■ **What you need to do**
Which rows below contain the word "sofa"? Pick out each of them and copy it in full.

■ **Records to process**
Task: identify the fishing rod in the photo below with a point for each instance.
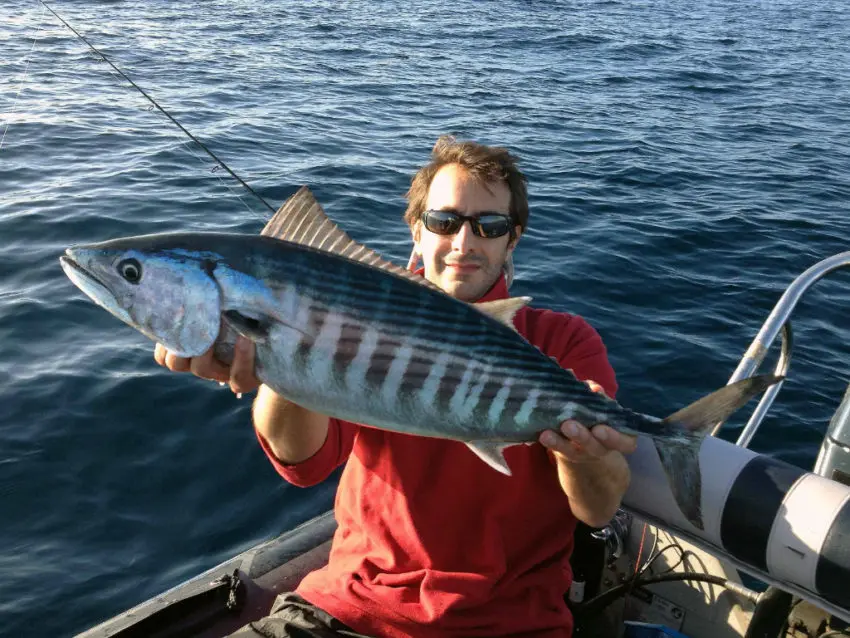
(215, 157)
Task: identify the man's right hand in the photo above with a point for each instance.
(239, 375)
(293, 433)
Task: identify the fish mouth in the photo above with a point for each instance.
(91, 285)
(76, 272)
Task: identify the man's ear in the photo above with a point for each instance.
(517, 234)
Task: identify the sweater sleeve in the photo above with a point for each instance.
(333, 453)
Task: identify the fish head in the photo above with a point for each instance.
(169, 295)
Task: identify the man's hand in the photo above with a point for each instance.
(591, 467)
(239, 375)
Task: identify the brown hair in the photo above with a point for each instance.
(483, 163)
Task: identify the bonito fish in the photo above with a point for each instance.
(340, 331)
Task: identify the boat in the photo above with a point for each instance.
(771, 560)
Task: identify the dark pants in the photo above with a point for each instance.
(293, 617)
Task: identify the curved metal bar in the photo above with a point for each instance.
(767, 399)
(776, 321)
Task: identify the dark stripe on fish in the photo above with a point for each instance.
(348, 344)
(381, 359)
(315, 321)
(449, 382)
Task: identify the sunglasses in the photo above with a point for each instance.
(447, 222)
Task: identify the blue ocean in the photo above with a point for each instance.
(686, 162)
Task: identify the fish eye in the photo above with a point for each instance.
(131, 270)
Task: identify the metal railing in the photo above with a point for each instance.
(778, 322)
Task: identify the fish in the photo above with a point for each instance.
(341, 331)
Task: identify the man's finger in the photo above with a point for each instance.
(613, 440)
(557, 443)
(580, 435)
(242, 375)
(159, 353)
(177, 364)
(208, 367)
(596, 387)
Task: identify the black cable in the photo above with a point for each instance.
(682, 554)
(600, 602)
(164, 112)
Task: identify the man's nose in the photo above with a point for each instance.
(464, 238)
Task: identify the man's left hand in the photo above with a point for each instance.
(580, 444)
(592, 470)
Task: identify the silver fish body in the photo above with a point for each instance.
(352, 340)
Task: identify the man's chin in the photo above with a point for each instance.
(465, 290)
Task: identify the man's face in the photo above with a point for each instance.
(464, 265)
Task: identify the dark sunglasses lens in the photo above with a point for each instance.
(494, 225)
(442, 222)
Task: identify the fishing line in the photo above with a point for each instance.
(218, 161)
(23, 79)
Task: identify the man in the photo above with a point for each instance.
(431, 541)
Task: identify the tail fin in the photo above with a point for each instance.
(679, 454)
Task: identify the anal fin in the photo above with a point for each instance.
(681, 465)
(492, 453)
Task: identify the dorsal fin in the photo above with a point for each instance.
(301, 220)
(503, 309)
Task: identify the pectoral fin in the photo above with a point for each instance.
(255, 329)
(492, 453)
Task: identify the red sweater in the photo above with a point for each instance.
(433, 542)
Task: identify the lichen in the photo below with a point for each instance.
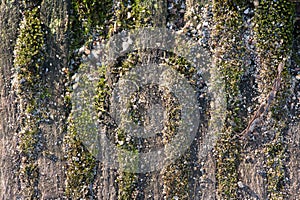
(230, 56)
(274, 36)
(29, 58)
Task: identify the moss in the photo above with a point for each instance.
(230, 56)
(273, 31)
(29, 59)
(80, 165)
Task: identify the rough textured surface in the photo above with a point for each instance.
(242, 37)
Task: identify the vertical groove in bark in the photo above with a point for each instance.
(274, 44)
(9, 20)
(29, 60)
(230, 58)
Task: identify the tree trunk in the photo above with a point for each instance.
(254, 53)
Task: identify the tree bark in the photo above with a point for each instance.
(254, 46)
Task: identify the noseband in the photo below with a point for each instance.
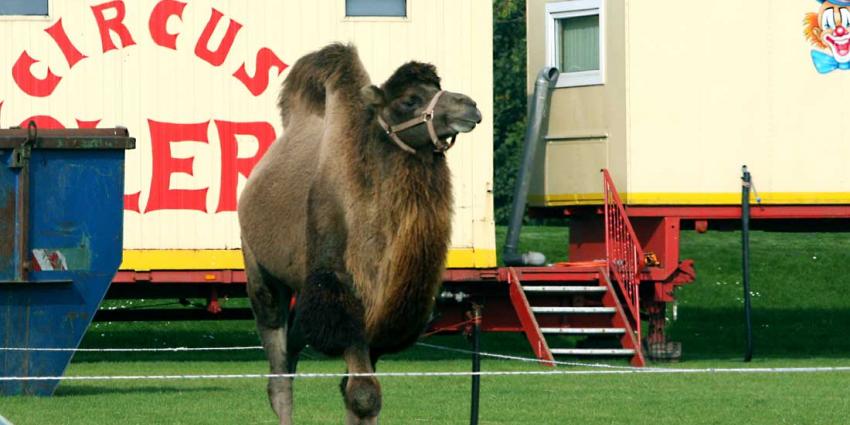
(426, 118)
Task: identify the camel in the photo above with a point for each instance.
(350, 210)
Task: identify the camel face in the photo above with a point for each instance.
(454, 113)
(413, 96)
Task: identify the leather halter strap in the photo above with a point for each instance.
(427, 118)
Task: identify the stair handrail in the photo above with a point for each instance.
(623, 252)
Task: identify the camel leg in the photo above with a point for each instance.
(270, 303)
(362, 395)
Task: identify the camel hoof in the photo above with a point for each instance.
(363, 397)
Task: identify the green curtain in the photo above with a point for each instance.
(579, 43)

---

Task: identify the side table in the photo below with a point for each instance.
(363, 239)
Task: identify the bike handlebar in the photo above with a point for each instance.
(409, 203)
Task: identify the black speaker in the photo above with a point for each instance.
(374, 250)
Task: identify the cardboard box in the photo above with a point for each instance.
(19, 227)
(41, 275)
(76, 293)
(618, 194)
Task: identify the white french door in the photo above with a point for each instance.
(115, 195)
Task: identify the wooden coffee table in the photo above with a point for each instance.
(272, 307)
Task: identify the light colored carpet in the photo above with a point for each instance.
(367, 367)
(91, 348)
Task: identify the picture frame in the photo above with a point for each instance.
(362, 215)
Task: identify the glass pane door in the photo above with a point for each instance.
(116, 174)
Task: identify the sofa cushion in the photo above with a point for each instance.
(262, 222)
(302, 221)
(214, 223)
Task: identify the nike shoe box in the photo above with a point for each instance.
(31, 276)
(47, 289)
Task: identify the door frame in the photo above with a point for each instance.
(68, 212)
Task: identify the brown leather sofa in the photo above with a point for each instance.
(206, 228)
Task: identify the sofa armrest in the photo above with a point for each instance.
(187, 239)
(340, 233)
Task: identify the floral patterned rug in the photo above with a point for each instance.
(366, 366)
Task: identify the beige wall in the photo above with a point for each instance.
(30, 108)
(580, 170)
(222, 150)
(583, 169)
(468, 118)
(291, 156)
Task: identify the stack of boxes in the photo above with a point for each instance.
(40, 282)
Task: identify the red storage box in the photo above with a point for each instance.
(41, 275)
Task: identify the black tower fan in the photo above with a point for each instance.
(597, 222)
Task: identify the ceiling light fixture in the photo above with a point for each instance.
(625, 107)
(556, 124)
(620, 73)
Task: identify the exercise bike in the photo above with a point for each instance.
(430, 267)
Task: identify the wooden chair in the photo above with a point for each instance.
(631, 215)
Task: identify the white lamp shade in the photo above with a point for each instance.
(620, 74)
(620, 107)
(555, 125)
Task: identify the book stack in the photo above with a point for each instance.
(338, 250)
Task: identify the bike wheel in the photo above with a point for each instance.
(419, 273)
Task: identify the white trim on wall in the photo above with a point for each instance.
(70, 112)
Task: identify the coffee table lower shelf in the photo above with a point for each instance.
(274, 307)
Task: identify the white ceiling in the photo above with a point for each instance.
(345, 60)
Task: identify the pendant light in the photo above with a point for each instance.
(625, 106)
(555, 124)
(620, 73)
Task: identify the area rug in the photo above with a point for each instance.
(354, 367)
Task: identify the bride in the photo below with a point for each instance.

---

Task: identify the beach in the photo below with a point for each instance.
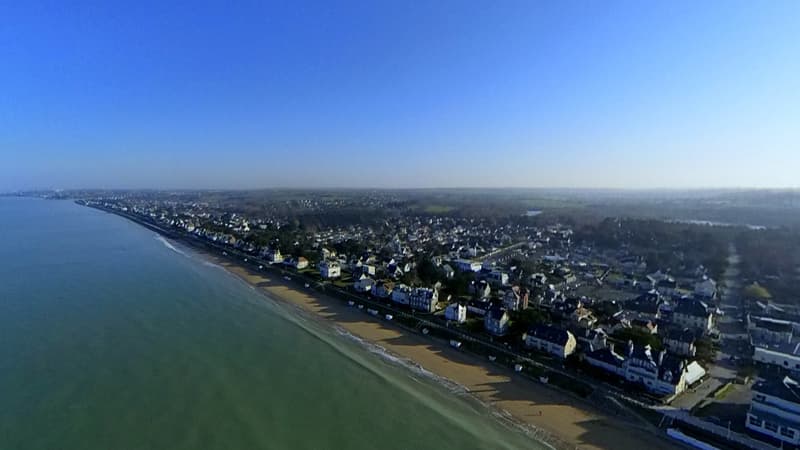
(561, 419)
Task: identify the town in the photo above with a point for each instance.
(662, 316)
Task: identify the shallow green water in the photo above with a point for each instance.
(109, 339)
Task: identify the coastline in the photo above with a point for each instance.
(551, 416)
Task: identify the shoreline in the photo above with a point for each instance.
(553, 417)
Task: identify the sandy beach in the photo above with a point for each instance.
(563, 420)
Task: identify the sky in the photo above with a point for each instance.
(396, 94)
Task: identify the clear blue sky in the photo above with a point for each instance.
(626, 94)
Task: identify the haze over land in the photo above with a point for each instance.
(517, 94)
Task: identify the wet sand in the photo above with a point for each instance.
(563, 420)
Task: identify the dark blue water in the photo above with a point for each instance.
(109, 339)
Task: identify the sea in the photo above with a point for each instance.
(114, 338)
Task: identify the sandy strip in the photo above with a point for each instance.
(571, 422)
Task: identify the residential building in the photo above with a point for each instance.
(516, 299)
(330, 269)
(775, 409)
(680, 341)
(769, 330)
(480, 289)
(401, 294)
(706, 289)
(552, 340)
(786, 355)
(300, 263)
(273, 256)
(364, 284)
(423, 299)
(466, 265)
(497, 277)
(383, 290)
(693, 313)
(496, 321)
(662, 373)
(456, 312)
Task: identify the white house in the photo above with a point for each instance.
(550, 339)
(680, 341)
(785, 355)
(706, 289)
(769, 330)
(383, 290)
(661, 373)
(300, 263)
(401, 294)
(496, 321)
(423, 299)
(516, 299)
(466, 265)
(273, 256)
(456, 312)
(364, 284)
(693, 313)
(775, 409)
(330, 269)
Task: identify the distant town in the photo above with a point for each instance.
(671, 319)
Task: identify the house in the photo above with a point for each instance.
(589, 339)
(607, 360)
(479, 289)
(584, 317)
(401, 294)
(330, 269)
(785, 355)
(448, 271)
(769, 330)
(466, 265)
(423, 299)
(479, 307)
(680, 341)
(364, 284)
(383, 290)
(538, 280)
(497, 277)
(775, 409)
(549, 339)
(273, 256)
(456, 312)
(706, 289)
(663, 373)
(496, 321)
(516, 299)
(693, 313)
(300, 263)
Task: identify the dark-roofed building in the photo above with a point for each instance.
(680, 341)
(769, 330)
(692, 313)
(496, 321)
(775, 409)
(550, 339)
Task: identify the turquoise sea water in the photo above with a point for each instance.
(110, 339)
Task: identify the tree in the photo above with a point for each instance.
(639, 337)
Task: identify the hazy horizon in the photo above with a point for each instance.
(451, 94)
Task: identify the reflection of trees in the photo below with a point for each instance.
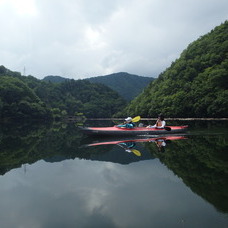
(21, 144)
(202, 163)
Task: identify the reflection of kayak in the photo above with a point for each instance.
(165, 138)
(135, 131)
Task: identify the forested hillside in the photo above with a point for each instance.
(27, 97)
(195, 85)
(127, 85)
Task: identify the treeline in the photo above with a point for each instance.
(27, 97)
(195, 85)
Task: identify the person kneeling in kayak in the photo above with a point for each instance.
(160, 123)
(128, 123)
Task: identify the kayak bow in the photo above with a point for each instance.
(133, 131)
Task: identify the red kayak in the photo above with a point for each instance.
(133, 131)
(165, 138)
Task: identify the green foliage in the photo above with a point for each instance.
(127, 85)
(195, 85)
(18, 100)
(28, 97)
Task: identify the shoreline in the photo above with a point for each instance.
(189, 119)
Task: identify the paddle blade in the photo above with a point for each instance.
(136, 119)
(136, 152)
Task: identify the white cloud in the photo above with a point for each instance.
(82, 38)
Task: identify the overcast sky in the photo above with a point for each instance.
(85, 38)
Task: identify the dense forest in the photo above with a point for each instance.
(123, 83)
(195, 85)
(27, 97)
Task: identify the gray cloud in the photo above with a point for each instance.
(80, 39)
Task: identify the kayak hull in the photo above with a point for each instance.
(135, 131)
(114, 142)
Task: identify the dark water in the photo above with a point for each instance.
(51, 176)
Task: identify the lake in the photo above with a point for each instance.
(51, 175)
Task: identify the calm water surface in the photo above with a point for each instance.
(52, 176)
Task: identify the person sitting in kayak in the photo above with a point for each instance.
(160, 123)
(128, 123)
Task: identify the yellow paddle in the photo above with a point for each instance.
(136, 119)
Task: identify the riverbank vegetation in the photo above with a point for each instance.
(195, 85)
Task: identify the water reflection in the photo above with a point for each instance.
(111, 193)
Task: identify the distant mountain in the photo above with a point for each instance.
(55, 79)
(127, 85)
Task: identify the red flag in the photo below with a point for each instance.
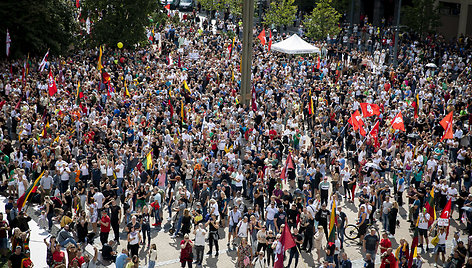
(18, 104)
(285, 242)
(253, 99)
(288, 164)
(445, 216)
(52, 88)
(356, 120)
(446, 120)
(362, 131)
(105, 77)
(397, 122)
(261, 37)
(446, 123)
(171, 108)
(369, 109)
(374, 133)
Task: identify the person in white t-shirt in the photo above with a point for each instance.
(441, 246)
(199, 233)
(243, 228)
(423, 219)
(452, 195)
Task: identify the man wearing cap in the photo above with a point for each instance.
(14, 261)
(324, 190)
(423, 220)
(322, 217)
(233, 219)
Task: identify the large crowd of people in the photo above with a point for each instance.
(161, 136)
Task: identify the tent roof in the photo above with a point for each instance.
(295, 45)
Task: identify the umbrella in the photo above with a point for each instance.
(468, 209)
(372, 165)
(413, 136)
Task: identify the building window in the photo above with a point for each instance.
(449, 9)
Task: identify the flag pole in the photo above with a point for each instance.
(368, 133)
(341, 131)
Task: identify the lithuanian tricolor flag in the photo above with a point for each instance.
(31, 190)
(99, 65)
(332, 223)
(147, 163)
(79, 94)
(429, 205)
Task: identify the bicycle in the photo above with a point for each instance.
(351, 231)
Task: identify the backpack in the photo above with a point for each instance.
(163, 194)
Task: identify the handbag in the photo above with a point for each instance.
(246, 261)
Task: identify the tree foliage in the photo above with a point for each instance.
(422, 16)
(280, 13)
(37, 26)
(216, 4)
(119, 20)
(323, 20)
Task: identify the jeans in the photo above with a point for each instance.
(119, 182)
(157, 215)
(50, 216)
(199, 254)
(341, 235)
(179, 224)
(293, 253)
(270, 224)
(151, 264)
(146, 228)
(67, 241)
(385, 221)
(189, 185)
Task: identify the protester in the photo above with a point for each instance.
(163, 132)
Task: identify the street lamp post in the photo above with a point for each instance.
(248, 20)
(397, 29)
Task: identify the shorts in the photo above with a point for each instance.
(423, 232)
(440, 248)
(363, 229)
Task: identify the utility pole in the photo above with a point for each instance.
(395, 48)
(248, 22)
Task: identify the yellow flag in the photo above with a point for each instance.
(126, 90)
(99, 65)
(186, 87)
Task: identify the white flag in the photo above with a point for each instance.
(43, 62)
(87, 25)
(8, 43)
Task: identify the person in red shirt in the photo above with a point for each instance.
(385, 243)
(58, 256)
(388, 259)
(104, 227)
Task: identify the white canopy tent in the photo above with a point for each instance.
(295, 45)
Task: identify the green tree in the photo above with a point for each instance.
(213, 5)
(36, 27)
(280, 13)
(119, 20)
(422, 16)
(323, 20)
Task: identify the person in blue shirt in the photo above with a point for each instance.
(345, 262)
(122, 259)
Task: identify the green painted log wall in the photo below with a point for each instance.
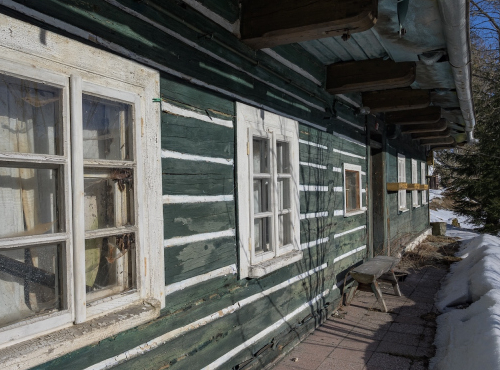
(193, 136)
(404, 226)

■ **Task answer**
Task: identify the sofa cushion in the photo above with a point for each instance.
Task: identify the brown leather sofa in the photo above with a point for each instance.
Task: identify the sofa armrest in the photo above with a point for each instance.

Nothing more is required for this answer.